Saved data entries

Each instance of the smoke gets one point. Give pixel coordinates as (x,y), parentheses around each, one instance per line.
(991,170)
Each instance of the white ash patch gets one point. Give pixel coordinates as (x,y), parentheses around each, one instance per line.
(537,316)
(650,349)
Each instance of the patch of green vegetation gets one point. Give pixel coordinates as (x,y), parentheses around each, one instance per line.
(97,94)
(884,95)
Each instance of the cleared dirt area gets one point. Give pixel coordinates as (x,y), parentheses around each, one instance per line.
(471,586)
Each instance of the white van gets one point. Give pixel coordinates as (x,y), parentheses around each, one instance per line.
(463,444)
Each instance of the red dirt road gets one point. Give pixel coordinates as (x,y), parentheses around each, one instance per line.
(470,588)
==
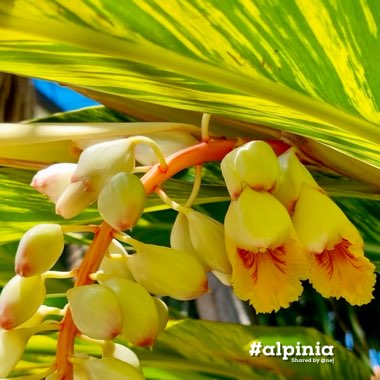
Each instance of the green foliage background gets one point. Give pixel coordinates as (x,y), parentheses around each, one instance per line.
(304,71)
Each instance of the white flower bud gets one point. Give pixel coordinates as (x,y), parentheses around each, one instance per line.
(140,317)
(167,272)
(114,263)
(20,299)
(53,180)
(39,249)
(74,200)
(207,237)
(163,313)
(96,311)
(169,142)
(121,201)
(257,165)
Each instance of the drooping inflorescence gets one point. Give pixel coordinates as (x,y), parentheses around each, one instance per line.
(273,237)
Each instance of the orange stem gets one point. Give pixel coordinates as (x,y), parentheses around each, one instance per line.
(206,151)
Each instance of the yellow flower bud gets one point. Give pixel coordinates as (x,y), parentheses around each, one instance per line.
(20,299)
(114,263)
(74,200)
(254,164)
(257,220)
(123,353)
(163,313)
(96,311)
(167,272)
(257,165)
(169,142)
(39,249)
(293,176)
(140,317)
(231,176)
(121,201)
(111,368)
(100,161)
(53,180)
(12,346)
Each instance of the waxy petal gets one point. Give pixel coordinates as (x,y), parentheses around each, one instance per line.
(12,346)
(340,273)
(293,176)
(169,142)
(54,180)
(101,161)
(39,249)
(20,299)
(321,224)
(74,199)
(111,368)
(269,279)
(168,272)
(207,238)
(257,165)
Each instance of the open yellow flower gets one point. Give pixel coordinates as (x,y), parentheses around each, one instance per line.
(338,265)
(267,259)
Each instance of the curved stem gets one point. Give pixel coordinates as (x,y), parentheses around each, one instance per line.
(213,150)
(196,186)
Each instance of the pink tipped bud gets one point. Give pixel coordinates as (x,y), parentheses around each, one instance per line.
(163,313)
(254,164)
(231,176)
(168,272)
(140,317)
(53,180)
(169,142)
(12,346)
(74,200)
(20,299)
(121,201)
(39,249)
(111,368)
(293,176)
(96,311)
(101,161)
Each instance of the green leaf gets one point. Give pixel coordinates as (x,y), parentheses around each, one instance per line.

> _DIRECTIONS_: Copy the lines from the line with "Each instance of the drooping" to the line with "Each instance of the green leaf", both included, and offset every x and y coordinate by adding 121. Leave all other wording unchanged.

> _SOLUTION TO THE EXERCISE_:
Each instance of the drooping inflorescence gets one point. Give pixel coordinates as (x,y), parentheses around each, one instance per line.
(394,358)
Each instance of the orange stem gets one point. Give pixel coordinates as (x,y), parentheses around each, one instance per line.
(327,272)
Each instance of the yellow flower bud gets one point. Give pixel coordinates as (x,y), parentheses around each, one instance per line.
(141,420)
(235,384)
(195,321)
(375,285)
(378,341)
(244,474)
(284,434)
(217,432)
(288,393)
(378,286)
(290,263)
(160,370)
(414,297)
(261,438)
(352,297)
(242,322)
(232,489)
(221,282)
(174,301)
(133,467)
Each instance of the waxy petal gets one point. Give pixel coordinates as (x,y), parentheses around each, one instance per line.
(133,467)
(461,394)
(414,297)
(290,263)
(175,301)
(222,282)
(160,370)
(141,420)
(442,345)
(195,320)
(232,489)
(390,400)
(289,393)
(328,359)
(378,286)
Each instance of the open yellow flower gets one point. Give pixel coordinates as (x,y), parentheses around each, one instance per line.
(459,386)
(388,380)
Each instance of the curved stem gets one point. Give pixel coordinates as (x,y), parentheses around each, one instance per line.
(334,271)
(317,307)
Each instance of the pink tipped bud gets one point. Give pixel coordinates as (x,y), parentheses around each, one instance per line.
(284,434)
(375,285)
(352,297)
(289,393)
(261,438)
(174,301)
(290,263)
(133,467)
(195,321)
(141,420)
(242,322)
(160,370)
(232,489)
(414,297)
(217,432)
(222,282)
Each instance of the green leaf gets one point. Give pixel coordinates as (x,y), parentheses around each, one instance per line.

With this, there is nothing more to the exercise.